• Exercise
Repeat the entries word for word. Leave nothing out.

[Stored items from a collection]

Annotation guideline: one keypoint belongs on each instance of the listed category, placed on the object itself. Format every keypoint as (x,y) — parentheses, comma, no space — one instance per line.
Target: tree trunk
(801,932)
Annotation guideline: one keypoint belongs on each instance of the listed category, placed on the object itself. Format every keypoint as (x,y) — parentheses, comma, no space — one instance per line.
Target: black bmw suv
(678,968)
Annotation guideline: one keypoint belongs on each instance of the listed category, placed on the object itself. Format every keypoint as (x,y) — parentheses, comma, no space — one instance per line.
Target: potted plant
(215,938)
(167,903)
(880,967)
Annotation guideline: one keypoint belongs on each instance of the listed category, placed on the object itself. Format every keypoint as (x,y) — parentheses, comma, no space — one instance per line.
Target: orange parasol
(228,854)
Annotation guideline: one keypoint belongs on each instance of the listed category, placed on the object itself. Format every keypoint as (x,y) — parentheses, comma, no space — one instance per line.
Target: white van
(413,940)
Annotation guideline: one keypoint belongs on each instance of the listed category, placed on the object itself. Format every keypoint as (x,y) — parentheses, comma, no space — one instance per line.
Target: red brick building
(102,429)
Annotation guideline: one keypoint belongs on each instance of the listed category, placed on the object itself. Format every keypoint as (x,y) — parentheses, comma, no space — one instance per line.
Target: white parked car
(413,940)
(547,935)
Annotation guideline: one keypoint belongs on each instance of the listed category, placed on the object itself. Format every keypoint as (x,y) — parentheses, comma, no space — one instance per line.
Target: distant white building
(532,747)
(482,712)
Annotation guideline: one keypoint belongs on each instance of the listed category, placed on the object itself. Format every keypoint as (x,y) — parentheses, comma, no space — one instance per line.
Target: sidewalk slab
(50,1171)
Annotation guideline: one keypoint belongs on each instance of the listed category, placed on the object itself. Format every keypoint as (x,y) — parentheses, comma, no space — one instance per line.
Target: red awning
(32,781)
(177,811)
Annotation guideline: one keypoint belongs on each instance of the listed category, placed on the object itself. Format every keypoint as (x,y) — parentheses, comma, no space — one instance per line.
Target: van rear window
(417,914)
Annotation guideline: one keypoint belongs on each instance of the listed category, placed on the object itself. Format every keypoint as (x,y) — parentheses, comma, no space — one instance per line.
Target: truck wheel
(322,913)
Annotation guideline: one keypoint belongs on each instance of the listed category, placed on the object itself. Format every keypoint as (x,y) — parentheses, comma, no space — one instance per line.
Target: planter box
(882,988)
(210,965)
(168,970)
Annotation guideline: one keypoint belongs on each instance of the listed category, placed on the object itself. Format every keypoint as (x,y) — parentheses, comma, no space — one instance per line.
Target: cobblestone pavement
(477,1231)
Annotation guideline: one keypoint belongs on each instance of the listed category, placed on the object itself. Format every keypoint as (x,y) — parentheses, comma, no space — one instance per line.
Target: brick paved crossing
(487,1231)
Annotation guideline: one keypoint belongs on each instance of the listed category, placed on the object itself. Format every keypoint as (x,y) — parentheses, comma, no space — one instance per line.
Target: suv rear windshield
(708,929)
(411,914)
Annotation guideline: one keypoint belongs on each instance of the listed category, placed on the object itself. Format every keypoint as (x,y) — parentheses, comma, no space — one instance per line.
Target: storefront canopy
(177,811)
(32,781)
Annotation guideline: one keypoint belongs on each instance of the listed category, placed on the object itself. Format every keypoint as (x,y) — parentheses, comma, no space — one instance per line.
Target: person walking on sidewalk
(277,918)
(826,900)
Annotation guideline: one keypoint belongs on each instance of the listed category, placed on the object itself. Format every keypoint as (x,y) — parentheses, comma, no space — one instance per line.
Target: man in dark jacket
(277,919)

• Response below
Annotation guideline: one keypoint belongs on each instance of the listed category, placed on the object itself. Format every keypoint as (x,y) — parentheses, comma, no space — one instance per line.
Target: tree trunk
(801,932)
Annotation guideline: one keypoint belongs on each instance of the listed category, placed on the object itself. Format every keypoint as (x,y) — parentheses, comma, no space — one instance per line.
Target: black bmw suv
(678,968)
Annotation guideline: one keypoint belongs on each instance of the listed category, placed on the object itself. Format every keypoint as (x,y) — parentheses, comma, no space — one instance per line.
Target: potted plant
(215,938)
(167,903)
(880,967)
Annotation guideline: one keypoint belongs on each instance of the listed category, placed on the object itself. Format every keypoint as (x,y) — parentheses, comma, no space — one instance per line.
Target: orange parasol
(228,854)
Annotation guideline: one keypoint belongs on each instance of the listed category, placed on the object itself. Format every keypoint as (x,y) — parentheses, comma, no space — one instance per line.
Target: white van
(413,940)
Annotation guideline: one keypoint belongs on each instance of the listed category, placed on the object itself. Format every keypoint as (x,y) — parentheses, comma, no space — one instance per line.
Target: red brick building
(102,429)
Annotation guideline: one keypoint belongs on each instance of the listed category, placed on the object itself. Format every keypoint as (x,y) — parentheses, comma, no space — one instance per line.
Target: white parked car
(413,940)
(547,935)
Annotation guideline: one keypoint belongs on each instance of the listed category, placed on the object itself. Format every keypoint as (x,y) — parentheses, comma, no space — one instance per line.
Target: distant white building
(532,747)
(482,712)
Annotation guideline: one keypoint belongs on each instance of the listed category, placed on the object itself. Format every keypoint as (x,y) — parentheses, comma, no space — one instance per line.
Target: sidewalk slab
(50,1171)
Annotation guideline: one keypoint belongs on each instance of the listed category, placed on the object itself. Format every keypoint as (x,y) — parentheses, comma, no space — one instance per line.
Target: red awning
(32,781)
(177,811)
Annotation guideline: one keypoint belongs on each instance of the listed category, placed on the object itself. Format every keypoint as (x,y) — parentheses, comma, no space — one instance per line.
Target: van rear window
(417,914)
Annotation guideline: one keypoint belongs on each instance of the listed category, placed on the object itself. Format every keypoint as (x,y) — parentheses, comma, no space — one instance per line.
Target: truck wheel
(322,913)
Annotation guideline: one keypoint belongs on each instance of the listed category, placed on the object itself. Format every keypoint as (x,y) — parentheses, comma, no space — one instance per line.
Target: planter box
(882,988)
(210,965)
(168,970)
Annotation guideline: one keypoint belongs on each instance of the listed category, placed on the object itself. Format every keypoint as (x,y) — parentheses, comma, no space — one instance per line.
Target: cobblestone pavement
(477,1231)
Annotation guideline: one keypoint belongs on each instance of the listed category, placed on the object itself. Format every keypoint as (x,y) — parentheses, comma, no space — one instance per line.
Target: brick paved crossing
(487,1231)
Annotation guideline: one keypoint belongs on each instance of the listed category, placed on the object itself. Format every keypoint as (x,y) — parentheses, comma, no space — one instance per line.
Target: suv rear windshield
(708,929)
(411,914)
Annotation guideline: one keypoint belongs on each instance of the listed category, placed on the object itself. Format every keypoint as (x,y) — parentheses, comma, no space — one instance per line.
Target: storefront canopy
(177,811)
(32,781)
Annotation guideline: one keypoint belongs on each instance of the listed category, placed on the object itself. Format every keypoint as (x,y) — parentheses, comma, no space — one instance per line.
Target: person walking on sidewalk
(277,918)
(826,900)
Annotation guideline: one keypoint belongs on each instance of the listed category, placed on the object itself. Format every keypoint as (x,y) — parentheses, comma, no space — one instance per line.
Target: man in dark jacket
(277,919)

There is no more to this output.